## EXERCISE
Rewrite the stretch of the listing below from the line containing "Locate any visible grass lawn in the photo." through the line containing "781;0;1024;340", requests included, shifting every bounding box coordinate in the answers by -131 while leaving the requests as they are. Leave the pictures out.
** Start of MATERIAL FOR THE TASK **
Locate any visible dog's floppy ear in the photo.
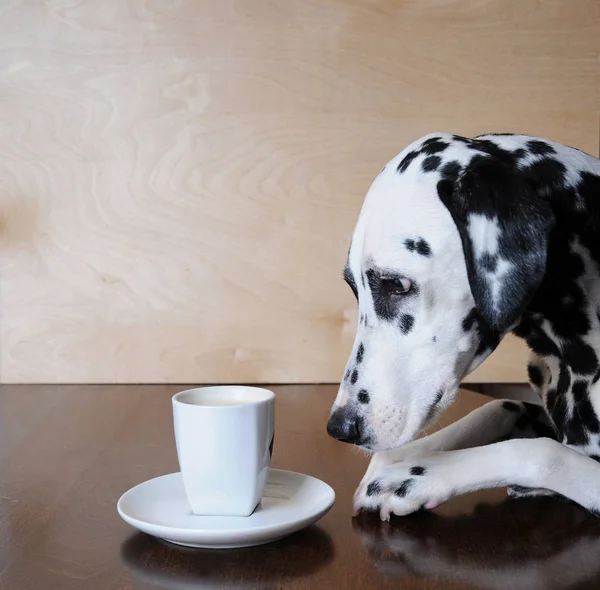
[438,156,554,332]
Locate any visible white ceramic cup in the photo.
[173,385,275,516]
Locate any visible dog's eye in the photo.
[382,279,410,296]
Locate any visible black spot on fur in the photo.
[502,402,521,412]
[513,314,560,357]
[417,238,431,257]
[421,137,450,156]
[440,161,462,181]
[366,480,381,496]
[356,342,365,364]
[400,313,415,334]
[421,156,442,172]
[358,389,371,404]
[556,363,571,397]
[572,381,600,434]
[527,139,556,156]
[527,363,544,389]
[344,265,358,301]
[479,252,498,272]
[404,238,431,257]
[394,479,415,498]
[462,308,477,332]
[397,151,419,173]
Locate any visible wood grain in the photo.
[0,0,600,383]
[0,385,600,590]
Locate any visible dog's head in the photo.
[327,134,552,451]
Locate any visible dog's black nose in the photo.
[327,408,361,445]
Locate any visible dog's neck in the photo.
[514,154,600,439]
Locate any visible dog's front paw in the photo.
[354,462,452,521]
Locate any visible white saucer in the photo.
[117,469,335,549]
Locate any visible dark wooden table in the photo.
[0,386,600,590]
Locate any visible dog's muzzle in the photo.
[327,406,364,445]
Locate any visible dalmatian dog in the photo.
[327,133,600,520]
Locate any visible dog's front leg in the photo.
[354,400,550,510]
[355,438,600,520]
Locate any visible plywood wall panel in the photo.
[0,0,600,383]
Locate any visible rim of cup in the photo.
[172,385,275,410]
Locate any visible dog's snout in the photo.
[327,407,362,445]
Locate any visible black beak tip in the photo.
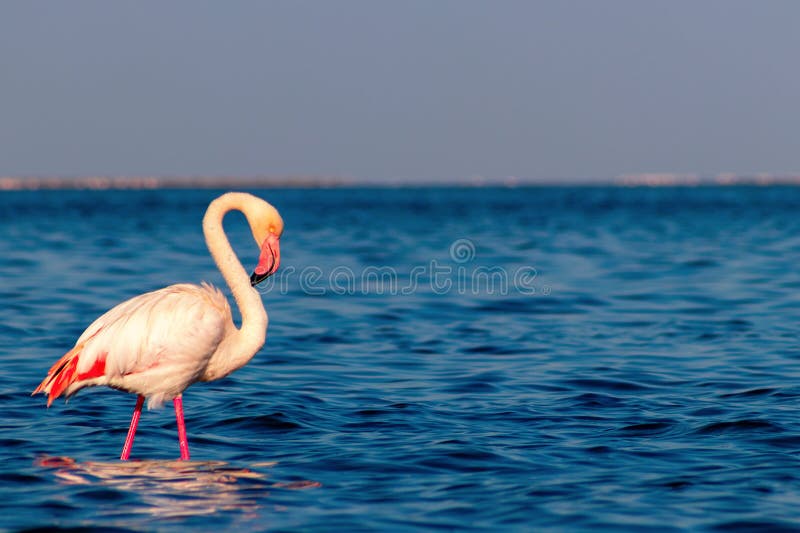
[250,272,269,287]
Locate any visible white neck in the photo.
[202,193,269,380]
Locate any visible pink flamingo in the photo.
[33,192,283,461]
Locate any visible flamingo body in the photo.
[33,193,283,459]
[36,284,236,408]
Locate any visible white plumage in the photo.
[34,193,283,459]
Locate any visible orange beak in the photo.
[250,233,281,287]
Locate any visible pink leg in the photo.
[119,395,144,461]
[172,396,189,461]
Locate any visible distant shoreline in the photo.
[0,173,800,191]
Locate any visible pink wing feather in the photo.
[33,284,234,406]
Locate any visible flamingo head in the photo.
[246,198,283,286]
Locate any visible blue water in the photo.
[0,188,800,531]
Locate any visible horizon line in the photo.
[0,172,800,191]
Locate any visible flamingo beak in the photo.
[250,233,281,287]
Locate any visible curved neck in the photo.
[203,193,268,358]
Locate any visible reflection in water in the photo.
[37,457,320,518]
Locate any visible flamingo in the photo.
[33,192,283,461]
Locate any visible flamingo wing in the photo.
[34,284,234,407]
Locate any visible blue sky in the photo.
[0,0,800,181]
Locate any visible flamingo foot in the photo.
[172,396,189,461]
[119,394,144,461]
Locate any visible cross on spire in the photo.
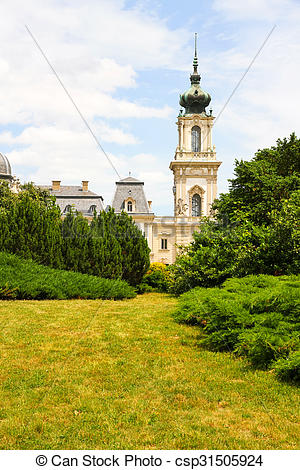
[193,33,198,73]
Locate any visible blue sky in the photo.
[0,0,300,215]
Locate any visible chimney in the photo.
[52,180,60,191]
[82,181,89,191]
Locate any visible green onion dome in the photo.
[179,35,211,114]
[0,153,12,180]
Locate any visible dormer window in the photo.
[192,126,201,152]
[192,194,201,217]
[89,204,97,214]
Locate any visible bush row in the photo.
[175,275,300,382]
[0,252,136,300]
[0,182,150,286]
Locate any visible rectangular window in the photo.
[161,238,168,250]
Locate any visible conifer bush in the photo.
[0,183,150,286]
[142,263,170,292]
[0,252,136,300]
[174,275,300,381]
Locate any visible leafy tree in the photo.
[213,133,300,225]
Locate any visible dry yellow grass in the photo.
[0,294,300,449]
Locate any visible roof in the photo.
[39,185,103,199]
[0,153,11,176]
[116,176,144,184]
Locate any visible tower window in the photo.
[161,238,168,250]
[192,126,201,152]
[89,205,97,214]
[192,194,201,217]
[64,204,72,214]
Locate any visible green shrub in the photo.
[174,275,300,382]
[142,263,170,292]
[0,252,136,300]
[273,351,300,384]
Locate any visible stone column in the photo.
[179,121,184,150]
[147,222,153,251]
[213,176,217,201]
[206,177,212,216]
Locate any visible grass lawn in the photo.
[0,294,300,449]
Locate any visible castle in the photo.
[0,38,221,264]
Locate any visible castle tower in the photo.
[170,34,221,223]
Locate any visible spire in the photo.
[193,33,198,74]
[190,33,201,84]
[179,33,211,116]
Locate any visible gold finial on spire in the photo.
[193,33,198,73]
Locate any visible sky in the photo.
[0,0,300,215]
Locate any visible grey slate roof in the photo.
[39,185,104,216]
[112,176,150,214]
[39,185,102,198]
[0,153,12,179]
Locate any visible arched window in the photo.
[192,194,201,217]
[64,204,72,214]
[89,204,97,214]
[192,126,201,152]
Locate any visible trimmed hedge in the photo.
[0,252,136,300]
[174,275,300,382]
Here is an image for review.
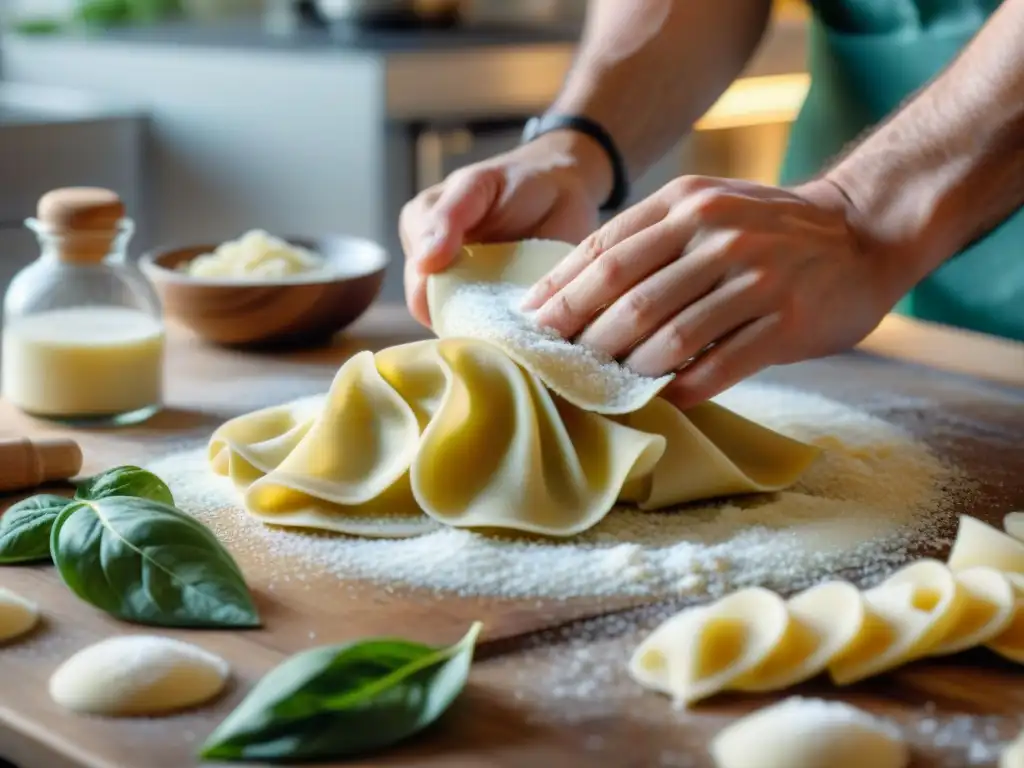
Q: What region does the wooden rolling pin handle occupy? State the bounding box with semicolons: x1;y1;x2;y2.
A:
0;437;82;494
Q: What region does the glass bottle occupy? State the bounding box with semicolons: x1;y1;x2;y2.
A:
0;187;164;426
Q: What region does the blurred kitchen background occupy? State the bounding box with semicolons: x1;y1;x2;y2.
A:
0;0;807;300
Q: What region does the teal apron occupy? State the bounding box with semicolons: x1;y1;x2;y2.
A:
781;0;1024;340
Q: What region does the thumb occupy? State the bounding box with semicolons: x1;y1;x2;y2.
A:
416;169;501;272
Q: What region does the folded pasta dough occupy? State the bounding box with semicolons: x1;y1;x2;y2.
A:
210;338;817;537
427;240;674;414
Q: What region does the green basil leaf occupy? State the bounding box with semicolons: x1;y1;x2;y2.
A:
0;494;72;564
75;466;174;506
50;496;260;627
200;622;481;762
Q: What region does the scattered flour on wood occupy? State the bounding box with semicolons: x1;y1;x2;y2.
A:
148;383;959;599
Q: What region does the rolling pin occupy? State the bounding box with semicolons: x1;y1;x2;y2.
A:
0;437;82;494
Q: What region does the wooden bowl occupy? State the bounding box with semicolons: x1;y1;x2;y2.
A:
139;237;388;347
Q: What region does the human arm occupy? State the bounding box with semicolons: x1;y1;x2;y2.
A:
399;0;770;324
526;0;1024;408
821;0;1024;295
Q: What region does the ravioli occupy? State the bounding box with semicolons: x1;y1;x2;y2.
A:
209;237;819;538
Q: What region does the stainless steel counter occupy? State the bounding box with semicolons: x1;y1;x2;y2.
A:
0;17;806;299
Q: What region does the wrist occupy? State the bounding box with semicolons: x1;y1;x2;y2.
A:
794;179;924;311
525;129;614;209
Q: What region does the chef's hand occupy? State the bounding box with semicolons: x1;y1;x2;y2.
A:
398;132;610;326
523;176;900;408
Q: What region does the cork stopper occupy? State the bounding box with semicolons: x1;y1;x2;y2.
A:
36;186;125;264
0;437;82;494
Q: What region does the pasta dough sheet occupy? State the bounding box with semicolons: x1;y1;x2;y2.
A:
209;237;818;538
427;240;674;414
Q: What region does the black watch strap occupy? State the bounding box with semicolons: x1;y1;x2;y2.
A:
522;114;630;211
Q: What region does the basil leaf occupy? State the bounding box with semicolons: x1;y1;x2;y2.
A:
75;466;174;505
50;496;260;627
200;622;481;762
0;494;72;564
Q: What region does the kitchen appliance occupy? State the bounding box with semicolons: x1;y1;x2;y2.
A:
314;0;468;28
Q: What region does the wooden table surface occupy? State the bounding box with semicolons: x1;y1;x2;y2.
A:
0;306;1024;768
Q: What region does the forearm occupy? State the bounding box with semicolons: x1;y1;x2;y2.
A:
552;0;771;201
823;0;1024;294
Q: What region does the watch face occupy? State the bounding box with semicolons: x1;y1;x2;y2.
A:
522;117;541;141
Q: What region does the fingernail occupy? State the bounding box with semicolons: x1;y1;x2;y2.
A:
519;286;541;311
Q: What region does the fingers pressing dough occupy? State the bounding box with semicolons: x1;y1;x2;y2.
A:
209;241;819;538
427;240;674;414
711;697;910;768
0;587;39;643
50;635;228;716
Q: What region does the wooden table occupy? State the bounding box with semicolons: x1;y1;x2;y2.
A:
0;306;1024;768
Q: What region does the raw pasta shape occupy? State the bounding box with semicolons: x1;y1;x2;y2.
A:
49;635;229;716
929;565;1015;656
0;587;39;643
1002;512;1024;542
828;559;965;685
987;573;1024;664
730;582;864;691
711;696;910;768
427;240;674;414
210;339;817;537
630;587;790;705
947;515;1024;573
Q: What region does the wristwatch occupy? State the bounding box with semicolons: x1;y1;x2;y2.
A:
522;113;630;211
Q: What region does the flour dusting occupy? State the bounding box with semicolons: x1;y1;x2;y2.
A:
436;283;673;414
148;383;964;599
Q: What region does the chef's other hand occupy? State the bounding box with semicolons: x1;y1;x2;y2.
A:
398;132;610;326
523;176;899;408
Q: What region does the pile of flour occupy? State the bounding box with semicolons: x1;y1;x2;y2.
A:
148;383;964;598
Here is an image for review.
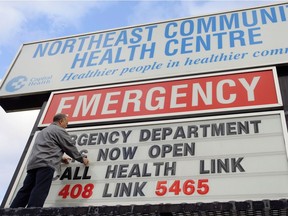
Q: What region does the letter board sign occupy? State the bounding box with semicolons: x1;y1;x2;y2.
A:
0;3;288;98
5;111;288;207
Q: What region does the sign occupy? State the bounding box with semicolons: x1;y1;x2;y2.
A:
39;68;282;127
0;3;288;98
6;111;288;207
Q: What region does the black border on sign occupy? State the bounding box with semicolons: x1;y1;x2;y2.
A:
38;67;283;127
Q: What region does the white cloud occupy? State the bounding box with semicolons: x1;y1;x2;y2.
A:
0;107;39;203
0;1;107;46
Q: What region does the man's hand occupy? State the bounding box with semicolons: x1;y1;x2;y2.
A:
83;157;89;166
61;157;71;164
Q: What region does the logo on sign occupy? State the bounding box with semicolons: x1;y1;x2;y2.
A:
6;76;27;92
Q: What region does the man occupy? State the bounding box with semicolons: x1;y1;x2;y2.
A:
10;113;89;208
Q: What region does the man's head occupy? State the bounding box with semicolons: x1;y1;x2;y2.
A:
53;113;68;128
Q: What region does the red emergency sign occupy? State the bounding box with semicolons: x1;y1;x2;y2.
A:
40;68;282;126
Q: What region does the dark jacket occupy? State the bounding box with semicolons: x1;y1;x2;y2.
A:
27;123;83;171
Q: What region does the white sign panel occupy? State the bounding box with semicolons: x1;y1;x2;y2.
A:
5;111;288;207
0;3;288;97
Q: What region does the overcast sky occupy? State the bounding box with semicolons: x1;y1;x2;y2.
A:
0;0;285;206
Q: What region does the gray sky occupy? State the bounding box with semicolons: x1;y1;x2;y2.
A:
0;0;287;206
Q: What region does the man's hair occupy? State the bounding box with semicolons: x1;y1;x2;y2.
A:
53;113;67;122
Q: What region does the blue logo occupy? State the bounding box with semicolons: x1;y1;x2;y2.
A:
6;76;27;92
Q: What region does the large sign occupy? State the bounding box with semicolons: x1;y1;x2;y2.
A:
0;3;288;98
39;68;282;127
6;111;288;207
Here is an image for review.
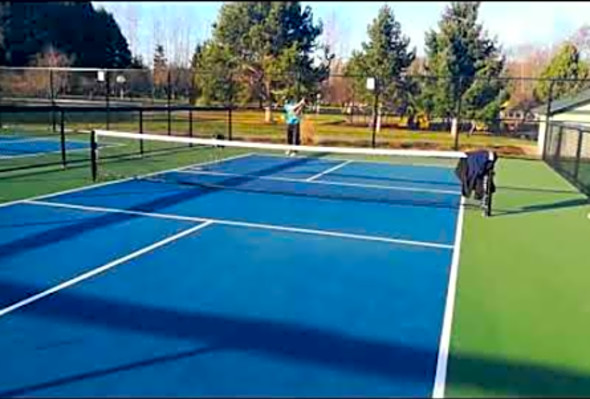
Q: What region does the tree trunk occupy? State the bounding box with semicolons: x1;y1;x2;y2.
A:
264;82;272;123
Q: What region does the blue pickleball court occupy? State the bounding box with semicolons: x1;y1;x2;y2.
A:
0;154;462;397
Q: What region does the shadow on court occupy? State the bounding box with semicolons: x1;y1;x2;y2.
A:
0;281;590;396
0;158;459;259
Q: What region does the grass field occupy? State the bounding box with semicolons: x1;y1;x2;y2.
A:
3;110;535;156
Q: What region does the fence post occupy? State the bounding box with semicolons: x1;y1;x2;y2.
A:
90;130;98;181
168;68;172;136
537;79;561;159
574;128;584;179
59;109;67;169
451;76;463;151
49;69;57;133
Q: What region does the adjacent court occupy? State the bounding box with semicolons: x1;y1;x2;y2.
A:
0;154;463;397
0;135;88;158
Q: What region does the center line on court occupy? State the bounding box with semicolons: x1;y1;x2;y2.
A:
23;200;453;249
305;161;352;181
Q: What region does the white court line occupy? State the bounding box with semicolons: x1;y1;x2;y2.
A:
255;153;462;169
0;153;252;208
305;161;352;181
24;200;453;249
0;222;213;317
432;197;465;399
178;170;461;195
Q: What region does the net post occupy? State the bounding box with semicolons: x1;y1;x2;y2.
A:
59;109;67;169
139;108;143;157
90;129;98;182
188;108;193;148
484;169;494;217
167;67;172;136
105;71;111;130
227;104;232;140
371;79;379;148
227;73;234;140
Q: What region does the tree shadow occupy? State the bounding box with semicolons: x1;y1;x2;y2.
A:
494;198;590;216
0;154;328;259
0;281;590;396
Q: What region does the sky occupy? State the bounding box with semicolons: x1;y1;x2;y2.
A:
92;1;590;62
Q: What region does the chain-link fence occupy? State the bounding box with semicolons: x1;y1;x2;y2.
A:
0;105;231;173
543;122;590;195
0;67;590;163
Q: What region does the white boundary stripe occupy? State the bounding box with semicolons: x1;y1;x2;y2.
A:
305;161;352;181
94;130;467;159
0;222;213;317
432;197;465;399
178;169;461;195
23;200;453;249
0;153;253;208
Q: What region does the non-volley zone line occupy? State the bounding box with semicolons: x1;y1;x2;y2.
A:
180;168;461;195
21;200;454;250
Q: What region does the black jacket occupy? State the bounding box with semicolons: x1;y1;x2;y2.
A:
455;150;497;200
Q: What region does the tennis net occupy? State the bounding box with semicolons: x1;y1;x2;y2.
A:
91;130;498;215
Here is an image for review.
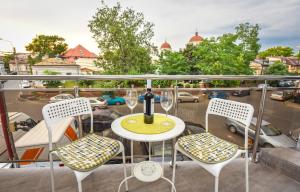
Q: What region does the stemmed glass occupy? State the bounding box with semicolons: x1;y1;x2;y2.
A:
160;91;173;117
125;89;138;114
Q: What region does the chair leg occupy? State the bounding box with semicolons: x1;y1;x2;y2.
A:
171;146;177;192
77;179;82;192
49;153;55;192
215;176;219;192
245;151;249;192
122;149;128;192
74;169;91;192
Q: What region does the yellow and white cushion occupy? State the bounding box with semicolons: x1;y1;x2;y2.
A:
178;133;238;164
55;134;120;172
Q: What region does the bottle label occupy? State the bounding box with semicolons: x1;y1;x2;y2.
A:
144;99;154;115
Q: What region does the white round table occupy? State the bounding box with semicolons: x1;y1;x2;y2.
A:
111;113;185;192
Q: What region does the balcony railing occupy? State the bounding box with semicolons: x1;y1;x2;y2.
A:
0;75;300;162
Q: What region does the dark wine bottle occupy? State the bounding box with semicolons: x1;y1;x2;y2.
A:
144;80;154;124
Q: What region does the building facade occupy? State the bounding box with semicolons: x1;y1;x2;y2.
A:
61;45;102;74
32;58;80;75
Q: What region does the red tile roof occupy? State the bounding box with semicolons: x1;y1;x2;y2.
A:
189;32;203;42
62;45;97;58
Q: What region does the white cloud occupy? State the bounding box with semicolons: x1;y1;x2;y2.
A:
0;0;300;52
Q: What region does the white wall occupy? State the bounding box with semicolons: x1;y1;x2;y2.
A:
32;65;80;75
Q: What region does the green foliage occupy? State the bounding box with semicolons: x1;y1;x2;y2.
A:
88;1;156;74
194;34;252;75
78;80;95;87
152;80;175;88
158;23;260;86
43;70;62;88
25;35;68;59
63;80;77;88
266;62;289;75
2;54;14;73
235;23;261;65
295;50;300;60
258;46;293;59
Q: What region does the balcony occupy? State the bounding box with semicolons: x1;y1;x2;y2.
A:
0;75;300;192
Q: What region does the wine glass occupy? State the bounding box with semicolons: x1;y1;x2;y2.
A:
160;91;173;117
125;89;138;114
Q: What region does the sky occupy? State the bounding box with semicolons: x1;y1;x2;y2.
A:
0;0;300;53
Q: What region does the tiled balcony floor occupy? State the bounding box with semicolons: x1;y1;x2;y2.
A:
0;159;300;192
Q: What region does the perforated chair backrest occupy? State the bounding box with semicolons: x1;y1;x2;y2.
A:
205;98;254;149
42;98;93;149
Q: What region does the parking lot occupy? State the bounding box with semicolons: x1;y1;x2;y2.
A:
5;88;300;145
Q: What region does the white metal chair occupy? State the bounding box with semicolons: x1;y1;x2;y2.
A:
172;98;254;192
42;98;128;192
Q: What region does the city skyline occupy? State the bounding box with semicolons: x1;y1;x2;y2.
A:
0;0;300;54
** End of MATERIAL FOR THE TASK **
## THE OUTPUT
Locate any visible grass lawn in the photo.
[-131,163,169,318]
Locate any visible castle in the photo.
[-131,-93,90,133]
Locate any visible castle tower in the photo.
[39,-97,90,92]
Locate any visible spire in the photo.
[62,-98,67,-57]
[59,-98,70,-47]
[48,-98,80,-15]
Locate any visible gold finial on spire in the photo.
[62,-98,67,-58]
Locate any visible sky in the photo.
[-131,-131,169,84]
Locate any visible grey slate roof in the photo.
[-92,54,-27,85]
[-19,45,19,83]
[-92,54,-29,67]
[-131,22,-119,48]
Locate any visible arched window in the photo.
[61,63,70,86]
[-67,73,-59,83]
[-42,73,-34,83]
[61,-5,70,21]
Locate any visible trimmed hedge in the photo.
[-131,121,5,169]
[43,144,169,251]
Here is an image for review.
Q: What region does the wooden rolling pin handle occupy? State the bounding box with semicolons: x1;y1;x2;y2.
A:
-131;306;-49;363
Q: What region does the glass bottle occupy? State the bounding box with semicolons: x1;y1;x2;y2.
A:
-131;56;33;295
Q: What region does the blurred kitchen background occupy? State the bounding box with semicolons: x1;y1;x2;y2.
A:
-131;-131;676;169
Q: What region does the teal apron occupy? State the bounding box with semicolons: x1;y1;x2;y2.
A:
650;-131;893;209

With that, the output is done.